Aim of the exercise: Repeat every record exactly, but omit the images.

-- Source data follows --

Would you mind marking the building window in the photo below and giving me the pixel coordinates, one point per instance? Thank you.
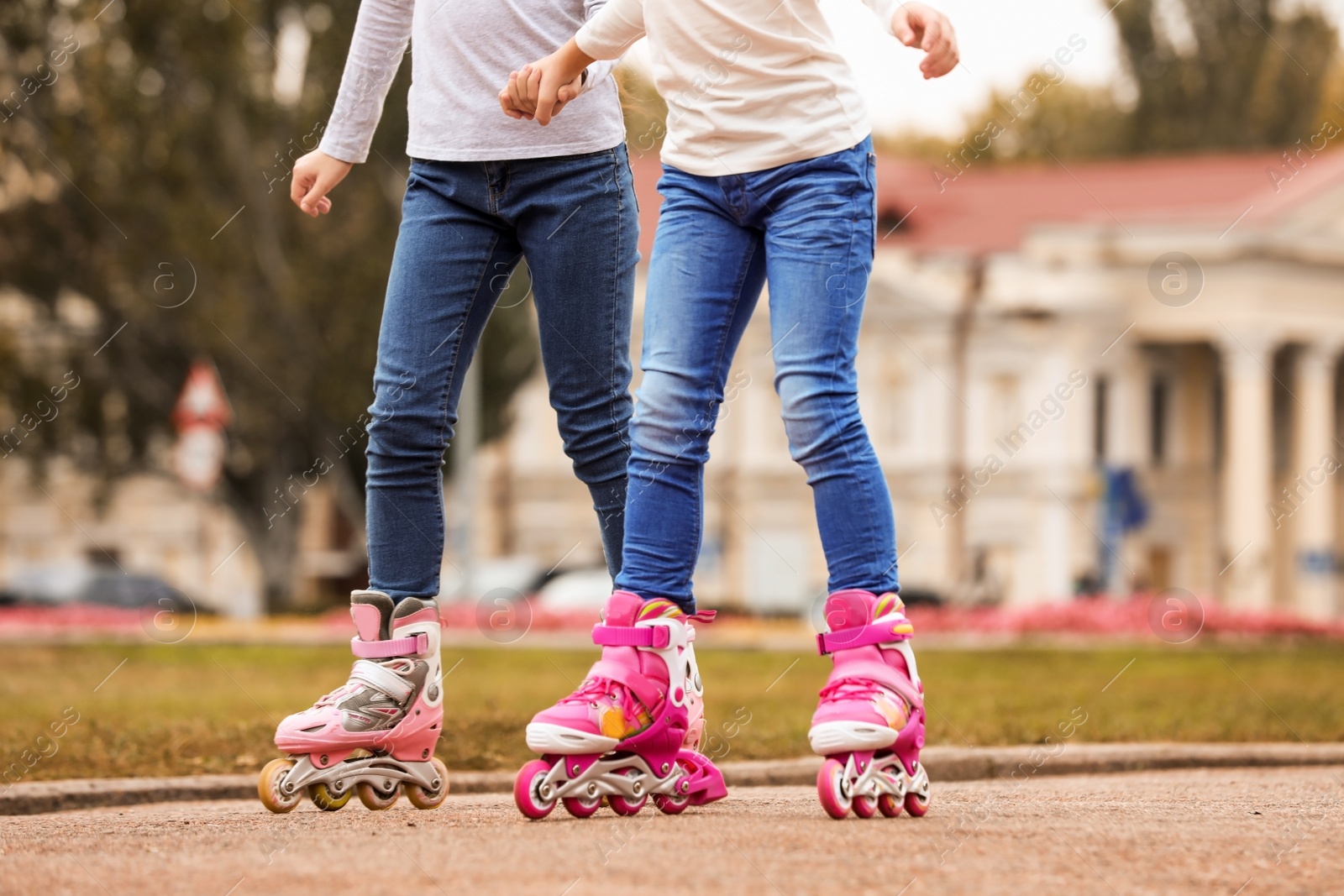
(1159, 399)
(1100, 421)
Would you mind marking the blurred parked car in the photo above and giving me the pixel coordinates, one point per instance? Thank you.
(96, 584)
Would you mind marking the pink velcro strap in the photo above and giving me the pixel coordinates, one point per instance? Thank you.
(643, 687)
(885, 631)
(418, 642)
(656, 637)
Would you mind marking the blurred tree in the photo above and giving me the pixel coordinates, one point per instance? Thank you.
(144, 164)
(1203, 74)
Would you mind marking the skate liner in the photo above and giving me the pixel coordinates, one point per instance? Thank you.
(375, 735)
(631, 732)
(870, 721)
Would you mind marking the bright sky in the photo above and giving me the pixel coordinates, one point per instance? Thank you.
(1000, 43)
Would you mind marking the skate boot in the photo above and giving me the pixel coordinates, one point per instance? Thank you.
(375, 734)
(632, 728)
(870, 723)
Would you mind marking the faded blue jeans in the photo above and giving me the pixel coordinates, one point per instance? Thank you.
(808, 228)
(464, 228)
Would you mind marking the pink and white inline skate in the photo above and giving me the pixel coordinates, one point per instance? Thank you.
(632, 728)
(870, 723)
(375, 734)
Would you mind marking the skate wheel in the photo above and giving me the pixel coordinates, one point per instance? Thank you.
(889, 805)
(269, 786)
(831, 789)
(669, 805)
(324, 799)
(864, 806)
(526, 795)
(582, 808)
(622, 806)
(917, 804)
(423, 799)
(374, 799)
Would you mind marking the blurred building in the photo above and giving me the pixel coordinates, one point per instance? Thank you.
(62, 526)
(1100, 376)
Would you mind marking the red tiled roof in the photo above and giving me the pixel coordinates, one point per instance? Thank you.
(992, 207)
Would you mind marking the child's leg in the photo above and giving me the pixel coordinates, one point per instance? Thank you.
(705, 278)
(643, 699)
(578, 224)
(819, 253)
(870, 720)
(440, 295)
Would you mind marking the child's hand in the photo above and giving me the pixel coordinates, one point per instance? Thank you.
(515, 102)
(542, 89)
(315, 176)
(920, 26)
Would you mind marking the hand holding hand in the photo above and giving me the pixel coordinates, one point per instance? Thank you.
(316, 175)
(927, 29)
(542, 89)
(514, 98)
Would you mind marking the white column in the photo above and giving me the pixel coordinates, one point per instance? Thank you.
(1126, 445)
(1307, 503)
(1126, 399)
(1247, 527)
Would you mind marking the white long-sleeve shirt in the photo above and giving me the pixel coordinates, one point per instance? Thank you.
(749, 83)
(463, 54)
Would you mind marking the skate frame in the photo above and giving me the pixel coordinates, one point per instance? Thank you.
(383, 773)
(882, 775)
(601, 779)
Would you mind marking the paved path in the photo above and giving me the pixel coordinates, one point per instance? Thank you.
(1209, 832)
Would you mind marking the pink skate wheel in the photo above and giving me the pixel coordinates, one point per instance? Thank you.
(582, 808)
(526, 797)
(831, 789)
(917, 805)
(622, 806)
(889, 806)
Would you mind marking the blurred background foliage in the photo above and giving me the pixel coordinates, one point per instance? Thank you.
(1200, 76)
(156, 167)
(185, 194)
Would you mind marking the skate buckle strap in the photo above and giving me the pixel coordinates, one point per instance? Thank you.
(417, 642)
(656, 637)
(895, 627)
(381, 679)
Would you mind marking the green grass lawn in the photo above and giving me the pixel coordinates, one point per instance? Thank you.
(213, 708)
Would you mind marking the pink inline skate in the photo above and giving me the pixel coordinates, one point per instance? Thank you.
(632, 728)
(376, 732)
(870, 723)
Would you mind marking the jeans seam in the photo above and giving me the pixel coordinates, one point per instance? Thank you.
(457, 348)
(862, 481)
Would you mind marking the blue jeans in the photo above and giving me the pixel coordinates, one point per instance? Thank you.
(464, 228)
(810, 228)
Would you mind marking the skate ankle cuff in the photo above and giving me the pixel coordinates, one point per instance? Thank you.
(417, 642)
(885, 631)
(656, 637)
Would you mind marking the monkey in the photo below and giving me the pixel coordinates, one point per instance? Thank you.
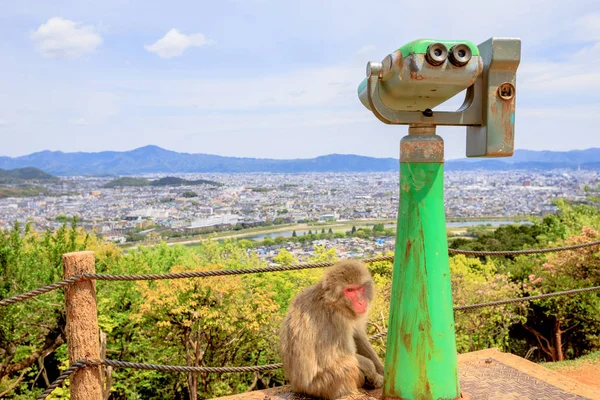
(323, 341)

-- Source data concluded --

Exercise result:
Would you mind marking the building window in the photo below and giving me the pixel coordinates, one point per instance? Thank you.
(1159, 399)
(1100, 421)
Would you mind marking the blurred parked car in the photo above and giving me the pixel coordinates, one point per instance? Thank you.
(96, 584)
Would you mind marking the pink velcro strap in the photo above and giving me the pixel coordinates, one point per instance? Thank you.
(643, 687)
(885, 631)
(418, 642)
(656, 637)
Would you mind marking the blurred tree in the photo above and giving me the pixel coordinates, one point per instance? Thank you.
(144, 164)
(1203, 74)
Would you mind marking the skate liner in the photo above and giving me the pixel coordinates, one point per instance? Thank you.
(375, 735)
(631, 732)
(870, 721)
Would you mind marking the bright sky in the photo above and giving me the pixel coordinates, one point per instance? Thank you.
(1000, 43)
Would you mind marking the skate boot in the photo above and giving me the pixel coordinates, one point per instance? Thank you.
(375, 734)
(632, 728)
(870, 723)
Would you mind marking the faded blue jeans in the photo above and giving me the pixel coordinates, one point per instance? Thank you.
(808, 228)
(464, 228)
Would you mind marking the pink and white inline skate in the photo above and giving me the pixel coordinates, one point per instance? Thank you.
(632, 728)
(870, 723)
(375, 734)
Would you mind marking the skate wheel in the photo above and giving me the pixel coordinates, one point per instance? Thank you.
(889, 805)
(269, 786)
(831, 789)
(669, 805)
(324, 799)
(864, 806)
(526, 795)
(582, 808)
(622, 806)
(917, 804)
(423, 799)
(374, 799)
Would you mind marking the blurred building in the photo above and giving me the pixel coordinates, one point per instance? Thank you.
(62, 526)
(1100, 376)
Would you mind marking the red tiled roof in the photo above and giving me the pixel coordinates, one point per instance? Thank you.
(992, 207)
Would you mind marking the child's leg in the photo above and giving me the pixel coordinates, one point per instance? Thank you.
(705, 278)
(643, 699)
(578, 224)
(819, 253)
(870, 720)
(440, 295)
Would you mind marking the child's hand in the photo above and giving me the pixel coordinates, one point per instance? Thank you.
(515, 102)
(542, 89)
(315, 176)
(920, 26)
Would you mind marking the hand holding hand in the photo above and giving me the pixel coordinates, one point per instance? Thank you.
(316, 175)
(927, 29)
(542, 89)
(514, 98)
Would you mind marking the white column in the photo above and giving me the pixel coordinates, one point per instance? Thank you.
(1126, 445)
(1307, 503)
(1126, 399)
(1247, 527)
Would you mind marking the white long-sleeve shirt in the photo above and giving me the pixel coordinates, one point per instance? Thank you.
(749, 83)
(463, 54)
Would you mind marking the skate frame in the photo above and giving me the pixel coordinates, one point per instance? Thank you.
(383, 773)
(882, 775)
(601, 779)
Would you mind marking the paved path in the photo above and giving me the pixel coordinates, one point per instance? Thank you.
(1209, 832)
Would you mind marking the pink skate wheel in the photo above and giving me the pixel coordinates, one point per instance? Thank you.
(582, 808)
(526, 797)
(831, 789)
(917, 805)
(622, 806)
(889, 806)
Would you mind marking the blurred background foliage in the photo above and giving me the pixel coordinates, one point per instance? Thank you.
(1200, 76)
(156, 167)
(185, 194)
Would you mind marking the skate buckle strap in the photo above and giving me the pixel coordinates, one point per instance? Thank you.
(417, 642)
(656, 637)
(895, 627)
(381, 679)
Would you mind marking the green grass lawn in the photo above and giving me the pixel coordinates, one point per instance? Thank you.
(213, 708)
Would you mind marking the pink inline skate in the photo above and giving me the pixel coordinates, one point per instance? Thank you.
(632, 728)
(376, 732)
(870, 723)
Would you mind marking the jeans seam in the photo above and giving me the pixel coordinates, one point per instance? Thank you.
(457, 348)
(862, 481)
Would you mind marking the blue jeans in the photo above and giving me the pixel coordinates, one point per instance? Thank you.
(464, 228)
(810, 228)
Would you mind marking the skate ankle cuff in the photo above and giving me the pixel coordinates, one point per instance? Thank you.
(417, 642)
(885, 631)
(656, 637)
Would you mind marking the monkey in the photo below and giving me the pixel coordinates, one point per instance? Thank you.
(323, 341)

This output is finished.